::: DOCUMENT EXTRACT

Getting Started

This document is meant to give you a quick overview of Pavilion features, and some setup instructions. For a more in-depth tutorial, see Basic Pavilion.

IMPORTANT

If you’re using Pavilion on a cluster (which is the point) make sure to install the source, configs, and working directory (see below) on a filesystem accessible from all nodes. An NFS file system is preferred. See Installing Pavilion for full requirements (it will probably just work though).

Setup

See the Installing Pavilion if you need to install Pavilion*

Add the PAV bin directory to your Path.

PATH=<PVINSTALL_PATH>/bin:${PATH}

Pavilion figures out paths to everything else on its own.

Then simply run pavilion:

pav --help

Create a Config Directory

Pavilion needs a config directory where it can find tests and other configuration files. To create one, use the pav config command.

::::::
::: RECORD SET

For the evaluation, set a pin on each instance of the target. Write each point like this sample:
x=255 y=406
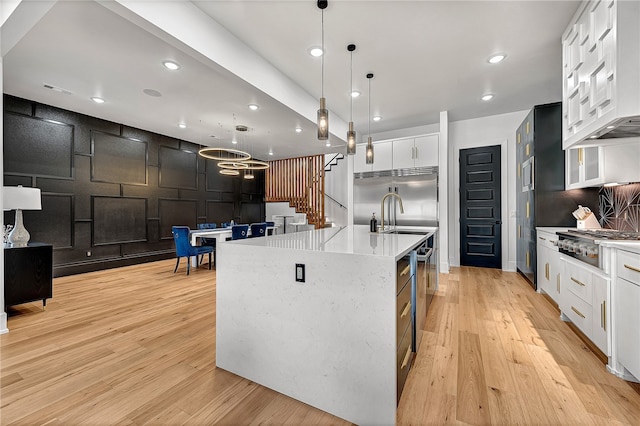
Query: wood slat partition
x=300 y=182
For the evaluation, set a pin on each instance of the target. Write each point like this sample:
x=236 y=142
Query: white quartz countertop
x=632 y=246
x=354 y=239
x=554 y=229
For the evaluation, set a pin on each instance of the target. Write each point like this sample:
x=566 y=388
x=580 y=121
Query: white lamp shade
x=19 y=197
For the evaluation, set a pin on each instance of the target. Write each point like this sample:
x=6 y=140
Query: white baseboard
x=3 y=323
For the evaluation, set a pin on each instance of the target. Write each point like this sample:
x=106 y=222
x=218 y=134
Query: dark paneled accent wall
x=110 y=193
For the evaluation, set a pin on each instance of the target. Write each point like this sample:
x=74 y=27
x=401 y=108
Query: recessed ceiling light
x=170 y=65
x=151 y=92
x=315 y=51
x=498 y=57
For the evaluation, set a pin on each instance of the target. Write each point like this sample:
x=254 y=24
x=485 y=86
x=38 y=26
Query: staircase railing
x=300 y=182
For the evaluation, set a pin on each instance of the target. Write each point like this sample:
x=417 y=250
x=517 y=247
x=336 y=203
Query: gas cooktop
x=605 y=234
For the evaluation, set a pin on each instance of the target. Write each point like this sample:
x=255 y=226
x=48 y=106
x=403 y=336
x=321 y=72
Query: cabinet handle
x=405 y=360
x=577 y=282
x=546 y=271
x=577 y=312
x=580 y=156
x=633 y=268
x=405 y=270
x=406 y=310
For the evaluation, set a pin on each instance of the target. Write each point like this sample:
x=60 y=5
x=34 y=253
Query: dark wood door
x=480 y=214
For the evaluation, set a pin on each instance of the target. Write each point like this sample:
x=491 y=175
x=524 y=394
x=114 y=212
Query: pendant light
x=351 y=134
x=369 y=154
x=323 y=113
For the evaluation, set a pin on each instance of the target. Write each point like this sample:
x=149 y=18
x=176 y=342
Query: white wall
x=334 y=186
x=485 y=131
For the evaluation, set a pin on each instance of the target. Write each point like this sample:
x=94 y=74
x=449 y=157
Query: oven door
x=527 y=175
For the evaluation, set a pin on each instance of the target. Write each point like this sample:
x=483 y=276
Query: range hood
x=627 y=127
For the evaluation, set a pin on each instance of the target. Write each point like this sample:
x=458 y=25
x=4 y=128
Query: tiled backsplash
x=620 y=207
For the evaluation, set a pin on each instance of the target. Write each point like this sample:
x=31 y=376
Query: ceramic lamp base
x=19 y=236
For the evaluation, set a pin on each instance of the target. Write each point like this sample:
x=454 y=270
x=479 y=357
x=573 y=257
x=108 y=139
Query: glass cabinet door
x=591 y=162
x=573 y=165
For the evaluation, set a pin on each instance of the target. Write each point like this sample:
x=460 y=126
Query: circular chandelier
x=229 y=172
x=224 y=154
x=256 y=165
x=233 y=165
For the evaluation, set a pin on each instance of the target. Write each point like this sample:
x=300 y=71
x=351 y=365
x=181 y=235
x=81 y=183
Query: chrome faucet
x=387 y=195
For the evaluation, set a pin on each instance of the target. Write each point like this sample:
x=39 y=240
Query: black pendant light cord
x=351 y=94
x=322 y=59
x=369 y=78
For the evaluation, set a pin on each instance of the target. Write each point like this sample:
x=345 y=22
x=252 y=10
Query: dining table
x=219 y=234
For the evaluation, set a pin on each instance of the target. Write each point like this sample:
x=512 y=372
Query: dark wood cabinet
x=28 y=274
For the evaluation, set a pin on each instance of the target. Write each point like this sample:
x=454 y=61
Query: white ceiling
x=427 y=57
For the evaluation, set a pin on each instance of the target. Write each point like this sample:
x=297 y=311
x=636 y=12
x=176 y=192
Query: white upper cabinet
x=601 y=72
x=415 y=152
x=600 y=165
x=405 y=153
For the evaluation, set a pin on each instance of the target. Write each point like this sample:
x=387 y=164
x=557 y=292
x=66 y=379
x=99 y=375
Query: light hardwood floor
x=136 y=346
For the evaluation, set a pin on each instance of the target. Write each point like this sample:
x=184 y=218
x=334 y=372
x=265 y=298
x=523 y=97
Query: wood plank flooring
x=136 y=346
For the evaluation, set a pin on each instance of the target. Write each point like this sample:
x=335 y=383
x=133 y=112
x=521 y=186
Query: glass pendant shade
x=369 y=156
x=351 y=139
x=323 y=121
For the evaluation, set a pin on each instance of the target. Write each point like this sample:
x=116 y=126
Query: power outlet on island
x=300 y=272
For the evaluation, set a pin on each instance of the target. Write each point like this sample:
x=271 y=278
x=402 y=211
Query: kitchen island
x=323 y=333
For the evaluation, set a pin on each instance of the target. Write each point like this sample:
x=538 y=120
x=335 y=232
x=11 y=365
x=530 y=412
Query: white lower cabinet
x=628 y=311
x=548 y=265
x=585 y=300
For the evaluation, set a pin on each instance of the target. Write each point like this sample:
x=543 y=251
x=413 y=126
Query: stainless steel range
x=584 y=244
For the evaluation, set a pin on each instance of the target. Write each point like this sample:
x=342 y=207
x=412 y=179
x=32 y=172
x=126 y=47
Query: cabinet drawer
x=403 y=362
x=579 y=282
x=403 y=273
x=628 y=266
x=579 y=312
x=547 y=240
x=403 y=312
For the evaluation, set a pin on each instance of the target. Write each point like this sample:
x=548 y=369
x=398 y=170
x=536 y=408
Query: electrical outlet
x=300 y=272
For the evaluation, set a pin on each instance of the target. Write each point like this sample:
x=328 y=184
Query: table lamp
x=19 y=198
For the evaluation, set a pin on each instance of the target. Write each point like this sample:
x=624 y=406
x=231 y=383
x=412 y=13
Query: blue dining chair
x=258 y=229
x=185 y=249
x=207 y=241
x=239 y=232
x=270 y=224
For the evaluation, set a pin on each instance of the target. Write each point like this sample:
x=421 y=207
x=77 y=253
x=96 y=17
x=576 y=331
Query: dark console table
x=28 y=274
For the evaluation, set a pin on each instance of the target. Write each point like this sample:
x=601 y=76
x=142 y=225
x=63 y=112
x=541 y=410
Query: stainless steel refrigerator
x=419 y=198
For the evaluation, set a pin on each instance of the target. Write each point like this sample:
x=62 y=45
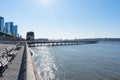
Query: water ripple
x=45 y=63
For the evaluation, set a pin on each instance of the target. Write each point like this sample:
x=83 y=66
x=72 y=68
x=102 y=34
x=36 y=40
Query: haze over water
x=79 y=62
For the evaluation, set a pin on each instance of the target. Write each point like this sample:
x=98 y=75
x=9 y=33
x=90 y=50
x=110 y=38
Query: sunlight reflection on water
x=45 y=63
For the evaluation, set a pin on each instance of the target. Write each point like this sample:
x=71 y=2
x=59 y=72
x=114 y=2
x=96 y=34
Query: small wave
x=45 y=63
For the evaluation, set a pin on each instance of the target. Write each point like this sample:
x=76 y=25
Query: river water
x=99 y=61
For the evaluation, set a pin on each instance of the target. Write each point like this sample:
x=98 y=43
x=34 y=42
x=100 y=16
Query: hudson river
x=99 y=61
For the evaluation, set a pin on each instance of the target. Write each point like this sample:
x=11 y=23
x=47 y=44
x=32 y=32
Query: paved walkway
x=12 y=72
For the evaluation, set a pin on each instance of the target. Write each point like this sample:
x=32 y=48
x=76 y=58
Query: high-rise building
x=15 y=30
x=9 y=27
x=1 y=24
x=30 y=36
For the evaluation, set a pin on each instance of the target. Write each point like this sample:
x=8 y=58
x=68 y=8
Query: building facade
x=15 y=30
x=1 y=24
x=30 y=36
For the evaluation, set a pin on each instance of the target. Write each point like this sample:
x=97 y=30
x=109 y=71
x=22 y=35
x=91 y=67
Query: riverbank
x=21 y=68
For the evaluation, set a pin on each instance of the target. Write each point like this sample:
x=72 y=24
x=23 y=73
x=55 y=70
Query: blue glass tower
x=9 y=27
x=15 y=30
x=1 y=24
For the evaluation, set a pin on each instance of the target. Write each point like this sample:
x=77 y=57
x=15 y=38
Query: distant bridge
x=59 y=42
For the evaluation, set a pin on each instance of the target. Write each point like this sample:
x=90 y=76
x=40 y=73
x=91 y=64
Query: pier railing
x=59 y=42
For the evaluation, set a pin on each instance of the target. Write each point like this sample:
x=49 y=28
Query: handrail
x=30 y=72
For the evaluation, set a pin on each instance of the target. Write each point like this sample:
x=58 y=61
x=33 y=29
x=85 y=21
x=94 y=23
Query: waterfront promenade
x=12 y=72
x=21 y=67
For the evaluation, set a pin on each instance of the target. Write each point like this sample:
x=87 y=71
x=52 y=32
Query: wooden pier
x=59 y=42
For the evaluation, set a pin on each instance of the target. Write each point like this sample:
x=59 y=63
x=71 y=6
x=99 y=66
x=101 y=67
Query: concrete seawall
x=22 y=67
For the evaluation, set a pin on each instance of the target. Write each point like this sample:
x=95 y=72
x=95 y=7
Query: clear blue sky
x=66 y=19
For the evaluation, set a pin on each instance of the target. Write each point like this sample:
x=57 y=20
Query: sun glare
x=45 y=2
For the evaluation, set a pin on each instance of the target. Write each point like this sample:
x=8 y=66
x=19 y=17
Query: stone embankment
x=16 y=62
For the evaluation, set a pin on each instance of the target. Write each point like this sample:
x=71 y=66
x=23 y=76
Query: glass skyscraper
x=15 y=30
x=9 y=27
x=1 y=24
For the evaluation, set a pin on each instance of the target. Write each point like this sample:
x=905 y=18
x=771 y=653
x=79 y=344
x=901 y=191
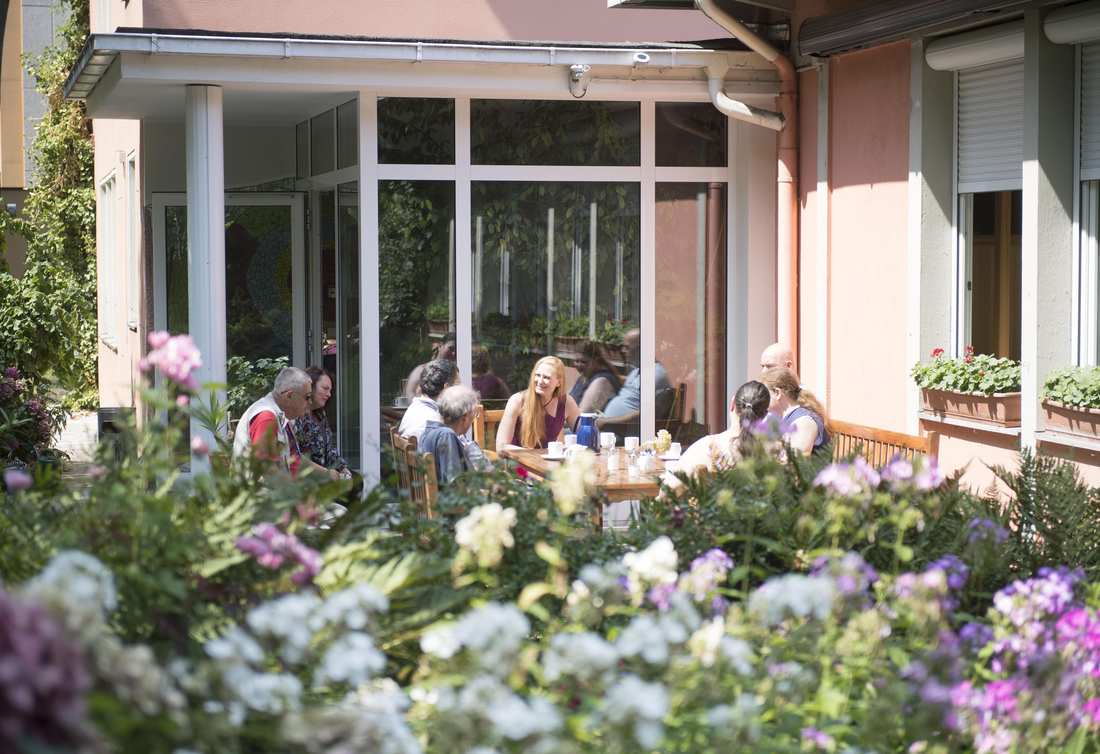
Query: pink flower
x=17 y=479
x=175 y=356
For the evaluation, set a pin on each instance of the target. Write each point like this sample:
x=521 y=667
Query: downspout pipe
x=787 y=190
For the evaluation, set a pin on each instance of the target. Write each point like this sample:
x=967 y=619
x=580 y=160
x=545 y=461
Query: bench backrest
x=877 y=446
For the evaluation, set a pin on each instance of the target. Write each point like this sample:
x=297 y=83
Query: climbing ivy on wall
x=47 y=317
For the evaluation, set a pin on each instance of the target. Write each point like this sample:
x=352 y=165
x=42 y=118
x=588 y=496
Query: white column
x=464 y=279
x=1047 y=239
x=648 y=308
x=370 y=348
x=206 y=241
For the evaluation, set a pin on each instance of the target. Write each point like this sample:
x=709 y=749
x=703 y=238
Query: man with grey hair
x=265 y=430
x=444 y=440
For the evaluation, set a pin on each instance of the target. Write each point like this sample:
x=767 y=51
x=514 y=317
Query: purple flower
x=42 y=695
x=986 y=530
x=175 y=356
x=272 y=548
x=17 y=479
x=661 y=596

::::::

REQUIRED TASKS =
• A. Translate this sentence from the Pavilion setup guide into Spanish: "Pavilion figures out paths to everything else on its own."
• B. Begin at the start of the records and stop after the line that has "x=480 y=214". Give those lines again with "evaluation" swapped for "test", change nothing else, and leave the pictures out.

ANSWERS PER TASK =
• A. Pavilion determina por sí solo las rutas a todo lo demás.

• B.
For the test, set a pin on each instance of the target. Write each point like this sample:
x=255 y=406
Query: wood slat partition
x=300 y=182
For the test, set a pin on each instance of the target. Write each point like this sample:
x=236 y=142
Query: white quartz countertop
x=632 y=246
x=354 y=239
x=554 y=229
For the test, set a pin on each instance of the target. Write each point like this sample:
x=566 y=388
x=580 y=121
Query: white lamp shade
x=19 y=197
For the test, set a pin on each instance of the target. Write each point like this sample:
x=6 y=140
Query: white baseboard
x=3 y=323
For the test, set a pin on each instance of the target. Write each point like this sample:
x=106 y=222
x=218 y=134
Query: dark paneled accent wall
x=110 y=193
For the test, set a pin on each instance of the target. Write each point like this sample:
x=74 y=27
x=401 y=108
Query: recessed ceiling light
x=170 y=65
x=151 y=92
x=315 y=51
x=498 y=57
For the test, set a pin on each instance of the target. Write each point like this sample:
x=254 y=24
x=485 y=86
x=38 y=26
Query: staircase railing
x=300 y=182
For the test, set a pin on each instance of the target. Write each point like this sample:
x=417 y=250
x=517 y=247
x=336 y=203
Query: gas cooktop
x=605 y=234
For the test, set a pin on each instance of the target. Write each point like this sample:
x=255 y=226
x=48 y=106
x=403 y=336
x=321 y=72
Query: cabinet handle
x=405 y=360
x=577 y=282
x=546 y=271
x=577 y=312
x=580 y=156
x=633 y=268
x=405 y=270
x=406 y=310
For the test, set a pin on each instance of the target. Write each point like this sample:
x=60 y=5
x=34 y=253
Query: dark wood door
x=480 y=214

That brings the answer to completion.